-- The records --

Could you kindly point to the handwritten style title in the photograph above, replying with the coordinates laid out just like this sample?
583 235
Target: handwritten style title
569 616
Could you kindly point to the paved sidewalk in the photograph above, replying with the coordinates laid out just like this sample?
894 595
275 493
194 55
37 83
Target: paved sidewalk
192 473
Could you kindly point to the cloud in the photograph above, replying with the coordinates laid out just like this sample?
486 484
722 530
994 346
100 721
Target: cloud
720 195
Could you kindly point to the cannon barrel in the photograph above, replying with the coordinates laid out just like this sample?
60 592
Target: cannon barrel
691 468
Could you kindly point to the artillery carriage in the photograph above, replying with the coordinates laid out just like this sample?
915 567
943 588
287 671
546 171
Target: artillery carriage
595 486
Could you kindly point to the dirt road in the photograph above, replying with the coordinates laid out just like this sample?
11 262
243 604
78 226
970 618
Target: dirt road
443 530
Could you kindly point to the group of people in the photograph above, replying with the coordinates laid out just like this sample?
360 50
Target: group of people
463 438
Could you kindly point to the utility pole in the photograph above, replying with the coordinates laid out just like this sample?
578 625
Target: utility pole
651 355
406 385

...

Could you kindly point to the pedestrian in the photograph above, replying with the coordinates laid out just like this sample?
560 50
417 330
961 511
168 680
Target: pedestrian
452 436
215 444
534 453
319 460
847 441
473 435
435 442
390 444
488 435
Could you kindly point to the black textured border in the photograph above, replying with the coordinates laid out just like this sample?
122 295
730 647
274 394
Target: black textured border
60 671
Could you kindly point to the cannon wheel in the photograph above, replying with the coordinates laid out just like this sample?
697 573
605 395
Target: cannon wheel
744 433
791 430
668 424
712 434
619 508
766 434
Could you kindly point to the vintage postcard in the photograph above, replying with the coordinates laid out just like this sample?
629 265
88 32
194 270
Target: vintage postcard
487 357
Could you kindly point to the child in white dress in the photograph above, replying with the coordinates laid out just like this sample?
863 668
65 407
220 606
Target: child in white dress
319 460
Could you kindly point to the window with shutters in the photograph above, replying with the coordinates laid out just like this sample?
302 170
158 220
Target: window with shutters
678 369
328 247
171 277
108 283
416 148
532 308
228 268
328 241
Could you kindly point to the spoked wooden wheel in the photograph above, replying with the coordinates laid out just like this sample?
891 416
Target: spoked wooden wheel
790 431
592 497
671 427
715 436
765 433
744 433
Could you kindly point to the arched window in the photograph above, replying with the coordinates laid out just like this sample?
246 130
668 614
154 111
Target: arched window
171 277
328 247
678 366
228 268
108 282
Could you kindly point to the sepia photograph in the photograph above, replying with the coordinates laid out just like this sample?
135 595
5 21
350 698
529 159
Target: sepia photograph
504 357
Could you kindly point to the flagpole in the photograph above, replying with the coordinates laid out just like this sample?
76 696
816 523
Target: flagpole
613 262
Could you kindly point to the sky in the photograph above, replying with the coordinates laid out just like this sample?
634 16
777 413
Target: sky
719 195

-- Aim of the exercise --
Gather every line in the rows above that contains the string "group", and copy each one in full.

-- Written response --
Could you kindly point to the group of people in the photograph above, replying with the coordinates laid out just like this sample?
Target: group of people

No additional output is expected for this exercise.